— Start Given entries —

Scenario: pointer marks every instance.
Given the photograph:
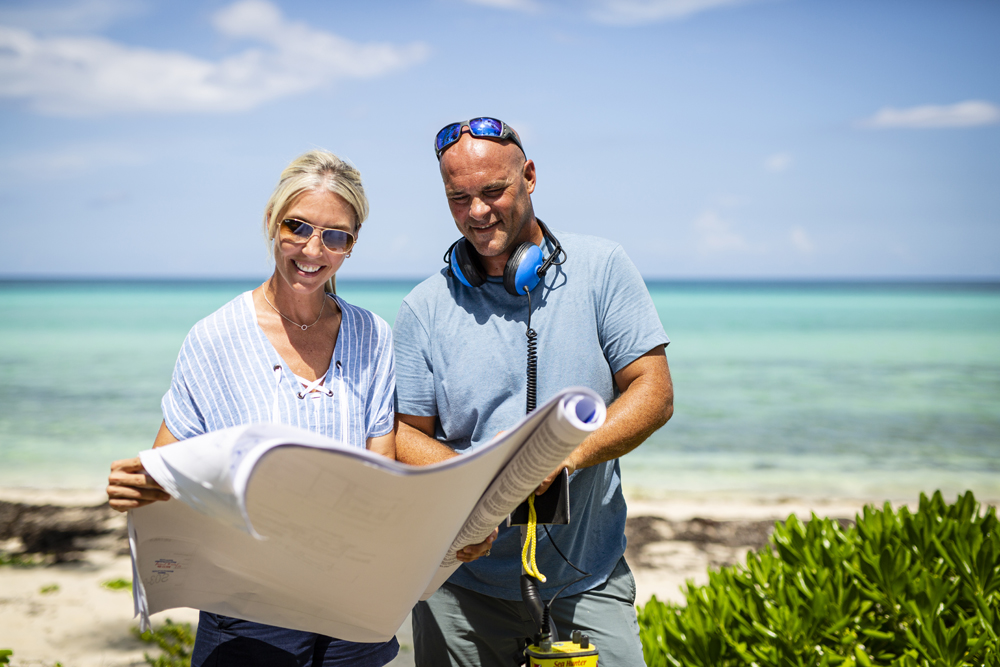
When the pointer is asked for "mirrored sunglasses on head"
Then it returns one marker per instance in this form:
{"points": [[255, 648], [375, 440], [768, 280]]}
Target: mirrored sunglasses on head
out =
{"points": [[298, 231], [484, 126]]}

— End Given entries —
— Start Given entries —

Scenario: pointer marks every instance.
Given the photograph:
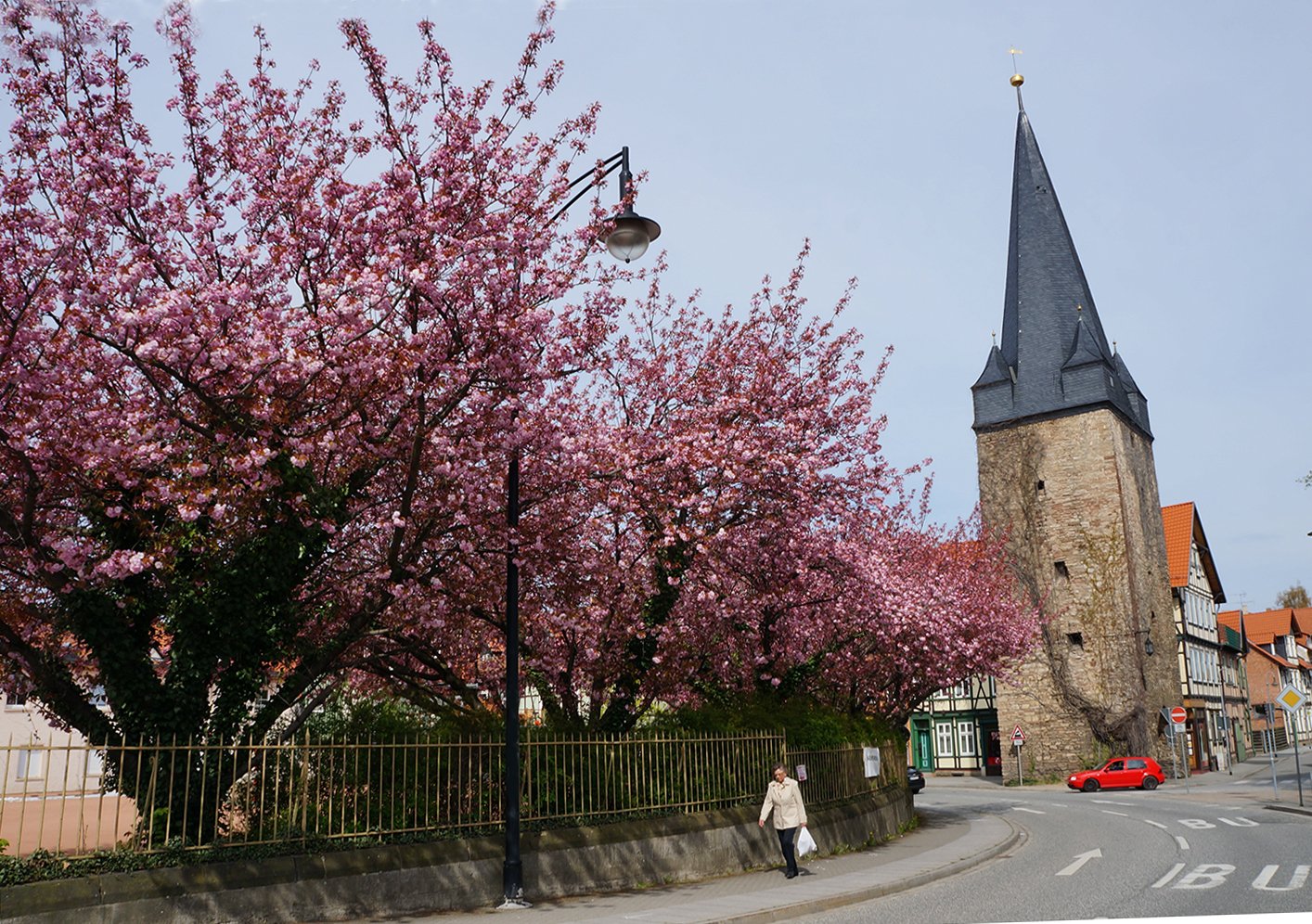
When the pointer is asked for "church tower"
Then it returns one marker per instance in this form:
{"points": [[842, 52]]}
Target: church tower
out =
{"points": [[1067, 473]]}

— End Given entries —

§ **To do**
Count the lines above that contain the string "When", with case counting, and reply with the number alone.

§ **Task output**
2